§ **Exercise objective**: The answer is the set of lines that include "sandy", copied from the data below.

● ● ● ● ● ● ●

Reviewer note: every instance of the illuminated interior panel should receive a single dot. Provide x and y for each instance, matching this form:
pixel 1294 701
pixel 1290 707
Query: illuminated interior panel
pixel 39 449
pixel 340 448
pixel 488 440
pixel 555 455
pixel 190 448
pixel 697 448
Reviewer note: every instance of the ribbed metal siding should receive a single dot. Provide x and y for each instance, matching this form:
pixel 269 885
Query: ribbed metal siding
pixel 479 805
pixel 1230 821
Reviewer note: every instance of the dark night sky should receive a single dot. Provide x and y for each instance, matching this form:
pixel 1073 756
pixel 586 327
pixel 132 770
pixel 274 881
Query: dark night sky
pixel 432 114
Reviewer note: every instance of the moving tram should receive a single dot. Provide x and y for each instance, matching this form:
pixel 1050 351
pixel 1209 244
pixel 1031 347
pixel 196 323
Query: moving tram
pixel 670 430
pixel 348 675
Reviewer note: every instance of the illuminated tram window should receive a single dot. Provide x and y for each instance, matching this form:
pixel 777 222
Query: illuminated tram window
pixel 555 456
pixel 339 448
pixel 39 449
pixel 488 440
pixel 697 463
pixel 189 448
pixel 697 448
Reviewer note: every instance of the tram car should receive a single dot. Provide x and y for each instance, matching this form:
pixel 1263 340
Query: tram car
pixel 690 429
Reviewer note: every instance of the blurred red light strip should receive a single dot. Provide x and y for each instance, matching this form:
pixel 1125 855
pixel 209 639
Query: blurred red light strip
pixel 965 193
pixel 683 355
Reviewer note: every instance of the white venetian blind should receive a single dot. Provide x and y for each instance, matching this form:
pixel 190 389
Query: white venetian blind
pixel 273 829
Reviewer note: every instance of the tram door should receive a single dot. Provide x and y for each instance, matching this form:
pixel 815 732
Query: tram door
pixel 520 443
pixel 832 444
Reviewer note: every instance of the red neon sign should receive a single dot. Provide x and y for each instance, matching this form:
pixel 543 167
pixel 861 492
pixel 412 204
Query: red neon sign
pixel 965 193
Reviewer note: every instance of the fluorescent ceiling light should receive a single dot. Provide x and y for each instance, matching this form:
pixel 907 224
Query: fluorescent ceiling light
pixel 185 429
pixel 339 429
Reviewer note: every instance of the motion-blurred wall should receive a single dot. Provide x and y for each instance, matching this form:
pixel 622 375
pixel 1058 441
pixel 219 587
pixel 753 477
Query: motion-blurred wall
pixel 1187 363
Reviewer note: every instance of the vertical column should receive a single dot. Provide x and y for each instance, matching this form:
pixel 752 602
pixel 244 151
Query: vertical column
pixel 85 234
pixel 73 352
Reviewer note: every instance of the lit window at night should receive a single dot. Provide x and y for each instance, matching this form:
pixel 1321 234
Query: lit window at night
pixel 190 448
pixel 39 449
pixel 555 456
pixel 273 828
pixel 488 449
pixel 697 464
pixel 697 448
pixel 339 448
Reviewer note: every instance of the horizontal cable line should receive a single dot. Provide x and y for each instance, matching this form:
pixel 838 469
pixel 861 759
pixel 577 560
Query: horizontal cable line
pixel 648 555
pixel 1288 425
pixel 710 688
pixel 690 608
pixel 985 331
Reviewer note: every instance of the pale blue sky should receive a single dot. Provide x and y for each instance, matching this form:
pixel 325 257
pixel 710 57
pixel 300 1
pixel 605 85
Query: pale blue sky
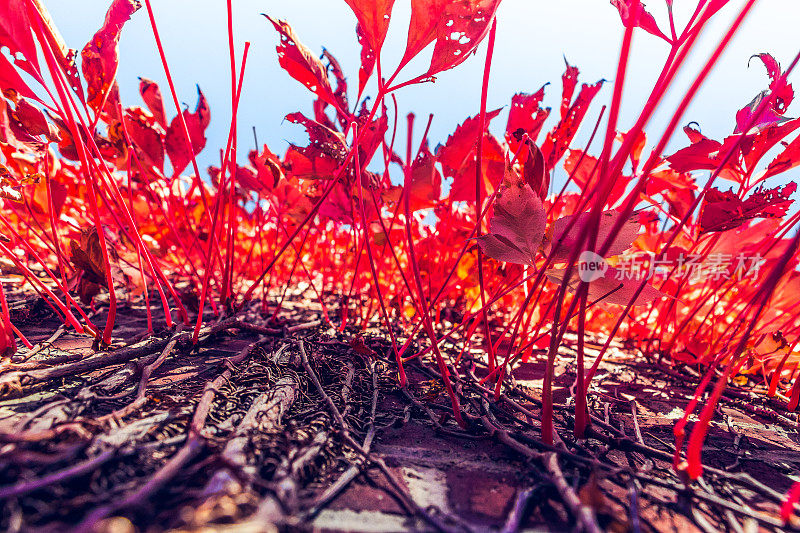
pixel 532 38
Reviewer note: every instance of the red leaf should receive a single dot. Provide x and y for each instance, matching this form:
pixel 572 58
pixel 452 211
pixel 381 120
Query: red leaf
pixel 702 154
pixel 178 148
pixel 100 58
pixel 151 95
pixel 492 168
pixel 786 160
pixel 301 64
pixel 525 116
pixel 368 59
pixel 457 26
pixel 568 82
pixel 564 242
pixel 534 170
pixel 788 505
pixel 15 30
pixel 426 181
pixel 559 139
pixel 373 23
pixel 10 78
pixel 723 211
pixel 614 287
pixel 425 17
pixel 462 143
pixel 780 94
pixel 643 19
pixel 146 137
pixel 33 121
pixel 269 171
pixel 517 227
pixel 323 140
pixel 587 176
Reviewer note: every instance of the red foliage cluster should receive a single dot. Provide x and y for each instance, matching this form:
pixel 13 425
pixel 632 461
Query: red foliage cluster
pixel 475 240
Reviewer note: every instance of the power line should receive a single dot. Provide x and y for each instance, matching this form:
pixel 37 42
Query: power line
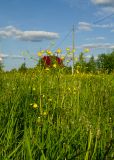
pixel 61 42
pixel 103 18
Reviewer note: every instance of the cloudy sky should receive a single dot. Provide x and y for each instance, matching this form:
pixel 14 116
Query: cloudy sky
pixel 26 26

● ● ● ● ● ● ●

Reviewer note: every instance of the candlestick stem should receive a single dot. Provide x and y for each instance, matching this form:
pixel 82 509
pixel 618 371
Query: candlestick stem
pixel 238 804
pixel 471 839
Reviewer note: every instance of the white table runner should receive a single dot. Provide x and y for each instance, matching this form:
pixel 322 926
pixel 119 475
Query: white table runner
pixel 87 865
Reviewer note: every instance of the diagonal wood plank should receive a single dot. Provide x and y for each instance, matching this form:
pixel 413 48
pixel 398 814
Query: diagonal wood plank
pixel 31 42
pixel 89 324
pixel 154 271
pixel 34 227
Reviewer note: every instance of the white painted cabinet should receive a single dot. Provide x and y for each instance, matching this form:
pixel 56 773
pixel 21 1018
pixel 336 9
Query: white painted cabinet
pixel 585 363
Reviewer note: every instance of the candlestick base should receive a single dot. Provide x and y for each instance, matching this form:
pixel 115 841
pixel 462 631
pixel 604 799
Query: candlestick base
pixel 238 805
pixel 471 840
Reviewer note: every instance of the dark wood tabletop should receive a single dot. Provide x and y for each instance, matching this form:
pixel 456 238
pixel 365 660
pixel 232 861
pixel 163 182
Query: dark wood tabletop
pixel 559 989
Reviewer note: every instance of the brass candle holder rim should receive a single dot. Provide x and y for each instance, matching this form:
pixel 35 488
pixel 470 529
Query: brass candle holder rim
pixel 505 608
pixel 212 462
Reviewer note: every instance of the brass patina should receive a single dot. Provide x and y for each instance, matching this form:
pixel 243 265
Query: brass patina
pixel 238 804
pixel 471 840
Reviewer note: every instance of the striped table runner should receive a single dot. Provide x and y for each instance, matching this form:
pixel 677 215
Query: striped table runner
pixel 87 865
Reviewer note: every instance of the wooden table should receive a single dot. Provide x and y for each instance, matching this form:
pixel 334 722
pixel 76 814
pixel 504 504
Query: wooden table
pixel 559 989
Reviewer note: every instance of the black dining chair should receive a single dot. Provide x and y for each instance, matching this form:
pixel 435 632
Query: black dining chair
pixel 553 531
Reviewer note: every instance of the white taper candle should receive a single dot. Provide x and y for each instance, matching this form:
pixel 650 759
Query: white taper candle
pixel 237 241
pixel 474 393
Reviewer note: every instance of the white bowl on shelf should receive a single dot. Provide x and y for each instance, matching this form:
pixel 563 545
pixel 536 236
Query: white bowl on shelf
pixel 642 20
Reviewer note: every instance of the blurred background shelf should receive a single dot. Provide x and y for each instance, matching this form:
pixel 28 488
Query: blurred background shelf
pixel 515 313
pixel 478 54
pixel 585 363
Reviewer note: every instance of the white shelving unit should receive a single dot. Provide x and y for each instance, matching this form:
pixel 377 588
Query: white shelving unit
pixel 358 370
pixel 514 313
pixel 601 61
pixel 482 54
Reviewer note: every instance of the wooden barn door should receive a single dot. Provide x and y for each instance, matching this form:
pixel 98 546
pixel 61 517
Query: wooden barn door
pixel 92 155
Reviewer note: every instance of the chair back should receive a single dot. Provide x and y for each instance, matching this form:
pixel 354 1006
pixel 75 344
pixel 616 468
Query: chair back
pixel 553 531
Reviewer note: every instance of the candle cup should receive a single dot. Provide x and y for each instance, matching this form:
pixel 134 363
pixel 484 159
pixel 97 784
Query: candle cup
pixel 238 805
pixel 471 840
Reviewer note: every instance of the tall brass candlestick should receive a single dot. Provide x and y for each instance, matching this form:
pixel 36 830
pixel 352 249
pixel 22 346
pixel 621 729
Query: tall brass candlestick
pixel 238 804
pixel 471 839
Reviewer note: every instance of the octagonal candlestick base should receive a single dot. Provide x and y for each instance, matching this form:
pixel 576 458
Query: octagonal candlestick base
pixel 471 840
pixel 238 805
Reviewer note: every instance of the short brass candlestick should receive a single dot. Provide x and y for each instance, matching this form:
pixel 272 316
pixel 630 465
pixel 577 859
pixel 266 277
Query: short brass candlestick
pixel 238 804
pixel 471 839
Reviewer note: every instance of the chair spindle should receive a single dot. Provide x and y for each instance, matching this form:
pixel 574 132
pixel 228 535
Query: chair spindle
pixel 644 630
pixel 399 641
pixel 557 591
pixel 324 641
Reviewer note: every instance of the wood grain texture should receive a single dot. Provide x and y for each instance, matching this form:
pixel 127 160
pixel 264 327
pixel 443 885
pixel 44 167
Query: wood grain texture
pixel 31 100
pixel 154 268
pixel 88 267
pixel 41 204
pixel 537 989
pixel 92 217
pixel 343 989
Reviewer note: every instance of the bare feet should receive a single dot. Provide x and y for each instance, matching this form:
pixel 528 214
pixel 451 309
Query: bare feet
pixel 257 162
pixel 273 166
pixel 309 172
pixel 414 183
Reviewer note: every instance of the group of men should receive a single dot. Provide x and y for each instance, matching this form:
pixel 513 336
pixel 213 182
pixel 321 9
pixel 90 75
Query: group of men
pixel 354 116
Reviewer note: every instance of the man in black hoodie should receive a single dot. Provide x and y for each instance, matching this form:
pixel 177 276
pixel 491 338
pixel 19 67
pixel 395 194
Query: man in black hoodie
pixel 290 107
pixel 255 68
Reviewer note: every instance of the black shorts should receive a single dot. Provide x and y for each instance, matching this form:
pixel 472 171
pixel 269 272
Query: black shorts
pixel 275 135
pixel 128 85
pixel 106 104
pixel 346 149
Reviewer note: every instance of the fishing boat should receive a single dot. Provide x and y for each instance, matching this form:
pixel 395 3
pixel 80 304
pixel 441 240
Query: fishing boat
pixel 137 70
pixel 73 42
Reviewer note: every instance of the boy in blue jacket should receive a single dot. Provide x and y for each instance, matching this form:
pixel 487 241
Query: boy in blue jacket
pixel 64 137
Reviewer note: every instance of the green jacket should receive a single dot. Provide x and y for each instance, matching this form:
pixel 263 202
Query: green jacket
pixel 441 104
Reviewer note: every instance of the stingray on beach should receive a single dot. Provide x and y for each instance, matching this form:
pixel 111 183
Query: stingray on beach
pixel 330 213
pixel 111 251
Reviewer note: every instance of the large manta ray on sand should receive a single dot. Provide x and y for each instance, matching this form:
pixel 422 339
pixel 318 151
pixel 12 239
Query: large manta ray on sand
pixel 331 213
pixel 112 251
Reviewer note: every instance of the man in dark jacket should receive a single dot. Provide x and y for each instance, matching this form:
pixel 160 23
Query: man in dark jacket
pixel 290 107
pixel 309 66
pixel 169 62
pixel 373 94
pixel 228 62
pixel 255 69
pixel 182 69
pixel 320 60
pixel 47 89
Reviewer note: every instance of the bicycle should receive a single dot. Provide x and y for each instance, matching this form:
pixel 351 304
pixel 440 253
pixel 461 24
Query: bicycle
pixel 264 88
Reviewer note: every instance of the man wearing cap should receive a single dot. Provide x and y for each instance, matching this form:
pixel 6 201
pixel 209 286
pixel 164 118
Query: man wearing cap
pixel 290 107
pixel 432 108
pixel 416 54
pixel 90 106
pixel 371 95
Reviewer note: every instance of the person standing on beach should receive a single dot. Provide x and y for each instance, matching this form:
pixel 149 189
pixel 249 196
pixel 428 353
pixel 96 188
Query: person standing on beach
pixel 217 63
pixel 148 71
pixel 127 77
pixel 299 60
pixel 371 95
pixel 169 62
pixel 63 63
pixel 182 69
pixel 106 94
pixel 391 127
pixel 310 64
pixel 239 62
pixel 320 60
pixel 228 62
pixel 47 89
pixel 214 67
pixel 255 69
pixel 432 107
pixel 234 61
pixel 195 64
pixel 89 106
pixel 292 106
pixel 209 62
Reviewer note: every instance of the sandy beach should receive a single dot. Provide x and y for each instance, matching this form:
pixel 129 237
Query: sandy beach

● ● ● ● ● ● ●

§ **Written response**:
Reviewer note: every instance of the sandy beach should receive a single dot. Provide x and y for each instance, matching this form:
Query: sandy beach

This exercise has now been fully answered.